» Complete the following
1. Answer these questions using the Morey_os Serial driver text, one line per answer, with letters matching the questions:
(a) What include line does the text give for using the driver?
(b) Which function appears as number 9 in the numbered list?
(c) Which baud rates does the text name for Morey_os?
2. Rewrite the paragraph of the Morey_os Serial driver text that begins "In Morey_os, the Serial.h driver" as a short bulleted list that keeps its main facts.

» Provided passage
------------------------------

In Morey_os, the Serial.h driver is designed to facilitate serial communication between your microcontroller and other devices, including computers and peripherals. This driver supports various functions that allow us to configure the serial port, check for incoming data, read data, and send both standard and constant string data over the serial connection.

In order to use this driver we need to include header file :

#include "Serial.h"

Note: Alphabet 'S' must should be in uppercase, while all other letters are in lowercase.

Serial driver supports following functions :

1. Serial.begin(baud_rate,SERIAL_8N1);

2. Serial.available();

3. Serial.read();

4. Serial.write(mos_uint8_t data);

5. Serial.print("Output String");

6. Serial.println("Output String with new line");

7. Serial.constPrint("Output String");

8. Serial.constPrintln("Output String with new line");

9. Serial.end();

10. Serial.flush();

11. Serial.printBytes(mos_uint8_t * data, mos_uint16_t len)

1. Serial.begin(baud_rate,SERIAL_8N1)

The Serial.begin() function initializes the serial communication by setting up the baud rate and configuration. The baud rate defines the speed of communication, typically in bits per second (bps), while SERIAL_8N1 specifies the format of the data being transmitted.

There are 2 parameters which should be passed to the function:

• baud_rate: The speed of communication in bits per second. In Morey_os baud rates include 1200, 4800, 9600, 10000.

------------------------------

» Raw data
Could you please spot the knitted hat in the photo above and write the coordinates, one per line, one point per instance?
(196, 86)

------------------------------

» Exercise responses
1.
(a) #include "Serial.h"
(b) Serial.end();
(c) 1200, 4800, 9600, and 10000

2.
- The Serial.h driver in Morey_os handles serial communication between a microcontroller and other devices, such as computers and peripherals.
- Its functions can configure the serial port.
- They can check for incoming data and read data.
- They can send both standard and constant string data over the serial connection.